[DATA SHOWN Boundary: Start]

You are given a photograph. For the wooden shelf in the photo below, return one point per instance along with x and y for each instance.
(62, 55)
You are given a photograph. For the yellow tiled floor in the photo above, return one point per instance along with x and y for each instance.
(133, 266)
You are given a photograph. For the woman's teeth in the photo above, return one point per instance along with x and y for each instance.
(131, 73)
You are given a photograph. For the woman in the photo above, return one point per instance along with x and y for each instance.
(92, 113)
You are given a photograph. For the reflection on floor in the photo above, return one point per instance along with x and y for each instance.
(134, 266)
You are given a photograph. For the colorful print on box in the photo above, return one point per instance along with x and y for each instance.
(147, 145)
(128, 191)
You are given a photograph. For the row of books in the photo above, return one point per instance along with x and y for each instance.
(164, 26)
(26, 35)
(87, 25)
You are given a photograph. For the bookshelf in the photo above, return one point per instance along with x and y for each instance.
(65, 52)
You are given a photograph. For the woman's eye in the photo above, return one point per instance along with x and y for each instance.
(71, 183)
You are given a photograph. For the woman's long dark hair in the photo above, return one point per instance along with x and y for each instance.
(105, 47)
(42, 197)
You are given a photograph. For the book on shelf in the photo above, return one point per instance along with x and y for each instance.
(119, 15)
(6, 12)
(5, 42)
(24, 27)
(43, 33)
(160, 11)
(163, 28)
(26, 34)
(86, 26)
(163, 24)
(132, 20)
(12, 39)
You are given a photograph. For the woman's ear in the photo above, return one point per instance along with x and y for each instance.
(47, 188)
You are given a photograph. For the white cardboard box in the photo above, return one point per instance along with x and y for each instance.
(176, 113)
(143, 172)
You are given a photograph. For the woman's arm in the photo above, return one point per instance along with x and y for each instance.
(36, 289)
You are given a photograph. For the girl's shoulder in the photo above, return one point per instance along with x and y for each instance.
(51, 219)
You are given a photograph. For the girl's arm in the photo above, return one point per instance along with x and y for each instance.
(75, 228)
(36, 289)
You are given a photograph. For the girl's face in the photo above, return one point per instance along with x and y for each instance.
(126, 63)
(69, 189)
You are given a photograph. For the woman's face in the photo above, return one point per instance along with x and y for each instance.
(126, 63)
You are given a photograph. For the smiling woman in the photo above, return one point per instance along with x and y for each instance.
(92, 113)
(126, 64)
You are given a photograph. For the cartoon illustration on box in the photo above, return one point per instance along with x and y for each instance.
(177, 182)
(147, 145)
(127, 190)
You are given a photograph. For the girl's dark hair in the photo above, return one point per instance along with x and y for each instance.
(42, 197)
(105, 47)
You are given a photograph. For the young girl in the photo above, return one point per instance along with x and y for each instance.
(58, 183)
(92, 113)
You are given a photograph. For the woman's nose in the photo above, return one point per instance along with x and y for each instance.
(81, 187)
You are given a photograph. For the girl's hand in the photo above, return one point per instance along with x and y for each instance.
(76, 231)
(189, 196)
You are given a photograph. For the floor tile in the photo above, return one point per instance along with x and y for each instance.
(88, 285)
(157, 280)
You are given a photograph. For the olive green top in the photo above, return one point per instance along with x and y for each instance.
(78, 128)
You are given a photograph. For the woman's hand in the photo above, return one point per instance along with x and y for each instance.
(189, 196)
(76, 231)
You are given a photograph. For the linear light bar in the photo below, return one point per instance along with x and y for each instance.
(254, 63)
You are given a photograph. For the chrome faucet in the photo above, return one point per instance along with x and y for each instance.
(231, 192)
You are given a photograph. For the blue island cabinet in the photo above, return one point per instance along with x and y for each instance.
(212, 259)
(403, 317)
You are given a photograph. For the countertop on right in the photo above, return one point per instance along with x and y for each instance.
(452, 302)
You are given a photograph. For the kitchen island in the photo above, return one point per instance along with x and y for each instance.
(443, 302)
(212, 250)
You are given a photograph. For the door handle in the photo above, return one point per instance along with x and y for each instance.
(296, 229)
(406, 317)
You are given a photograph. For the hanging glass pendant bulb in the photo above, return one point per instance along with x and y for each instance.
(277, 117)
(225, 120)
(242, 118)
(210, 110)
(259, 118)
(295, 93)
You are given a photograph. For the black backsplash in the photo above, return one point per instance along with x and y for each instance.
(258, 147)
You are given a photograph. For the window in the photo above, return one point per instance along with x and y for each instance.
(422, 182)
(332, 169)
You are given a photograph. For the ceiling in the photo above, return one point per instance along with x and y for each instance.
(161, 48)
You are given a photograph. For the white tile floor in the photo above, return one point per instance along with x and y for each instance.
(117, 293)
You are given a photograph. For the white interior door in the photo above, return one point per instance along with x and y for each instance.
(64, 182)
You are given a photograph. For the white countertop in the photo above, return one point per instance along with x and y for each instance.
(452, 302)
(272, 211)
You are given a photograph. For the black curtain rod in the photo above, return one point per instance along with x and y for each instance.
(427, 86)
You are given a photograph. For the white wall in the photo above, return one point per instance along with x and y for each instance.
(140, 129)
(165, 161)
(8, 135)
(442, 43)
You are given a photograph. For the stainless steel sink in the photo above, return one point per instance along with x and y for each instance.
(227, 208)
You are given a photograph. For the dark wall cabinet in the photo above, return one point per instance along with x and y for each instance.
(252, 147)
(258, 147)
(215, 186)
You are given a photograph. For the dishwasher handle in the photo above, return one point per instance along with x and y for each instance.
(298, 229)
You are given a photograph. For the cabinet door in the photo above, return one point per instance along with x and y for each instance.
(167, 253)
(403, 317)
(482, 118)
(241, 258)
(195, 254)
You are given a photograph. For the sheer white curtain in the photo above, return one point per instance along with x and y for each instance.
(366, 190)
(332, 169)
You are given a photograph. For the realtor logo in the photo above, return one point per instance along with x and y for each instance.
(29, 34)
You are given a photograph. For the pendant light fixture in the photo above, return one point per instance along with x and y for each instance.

[DATA SHOWN Boundary: End]

- [YOUR ASSIGNMENT]: From the line containing "You are given a photograph. For the sheer" down to the end of the listing above, return each line exactly as it appears and nothing more.

- [ANSWER SPACE]:
You are given a photograph. For the sheer white curtain in the photo above, return one point per instance along with x and y for each instance.
(366, 190)
(332, 169)
You are given a photograph. For the realtor logo in the photo above, return one point per instance along with x and y for each instance.
(29, 34)
You are given a photograph. For the pendant light fixture in the photo above, return one point per instance along with x and y for each instance.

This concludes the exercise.